Image point grounding data
□ □ □ □

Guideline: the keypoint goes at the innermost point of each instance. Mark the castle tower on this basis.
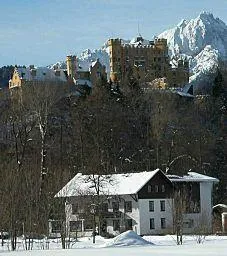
(71, 66)
(115, 59)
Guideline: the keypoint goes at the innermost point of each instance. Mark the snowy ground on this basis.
(129, 244)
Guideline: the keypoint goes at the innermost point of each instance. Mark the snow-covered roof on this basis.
(223, 206)
(192, 176)
(116, 184)
(139, 40)
(184, 94)
(41, 74)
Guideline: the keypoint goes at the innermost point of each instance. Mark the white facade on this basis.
(162, 218)
(133, 202)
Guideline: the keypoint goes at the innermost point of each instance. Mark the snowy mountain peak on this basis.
(202, 40)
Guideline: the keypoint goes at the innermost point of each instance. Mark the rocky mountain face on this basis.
(203, 41)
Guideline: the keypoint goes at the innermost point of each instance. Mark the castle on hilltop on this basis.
(145, 61)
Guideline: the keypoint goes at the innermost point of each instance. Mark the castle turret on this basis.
(71, 66)
(115, 58)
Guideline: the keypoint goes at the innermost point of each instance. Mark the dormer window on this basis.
(156, 188)
(163, 188)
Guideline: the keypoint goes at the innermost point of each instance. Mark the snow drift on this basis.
(128, 238)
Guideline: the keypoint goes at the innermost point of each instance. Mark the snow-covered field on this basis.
(129, 244)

□ □ □ □

→ **Exercise goal**:
Could you output every record above exactly as it appears, without the pictures?

→ **Output of the exercise**:
Guideline: the keypoint goes at the innermost point of each instance. Mark the castle tower on this basis.
(71, 66)
(115, 59)
Guideline: the keypoint goes at the innermost point of each instance. Mark the snowy ground on this basis.
(129, 244)
Guideline: the keypoint goes at the innermost point of each instance. Mark the snow-covered roof on this basis.
(223, 206)
(192, 176)
(116, 184)
(139, 40)
(184, 94)
(41, 74)
Guideline: the keypoint goes at the innermost point of each instance. Mark the white facade on this basis.
(162, 218)
(133, 202)
Guideline: the keypoint goes at the innermost point of each instance. Mark the snowy mountain peak on this basis.
(202, 40)
Guideline: the keypoint goes at the innermost point of each instance. Mark the rocky mountain face on this basis.
(203, 41)
Guideline: the keypoint goes at the innermost point of each instance. Mark the castle on hilltop on this basis.
(145, 61)
Guideline: the keypoint goes at the innermost point of each instance. Mark the castle turret on this basis.
(71, 66)
(115, 58)
Guideline: the keypoint goes at the innermost point of each instance. Mark the dormer window on this basis.
(156, 188)
(163, 188)
Guideline: the keypoint goes at the innermost point of each instance. Mark the snow drift on this basis.
(128, 238)
Guideline: the keypoint goes at the innermost point of each instance. Mark the snow-covered field on this basis.
(129, 244)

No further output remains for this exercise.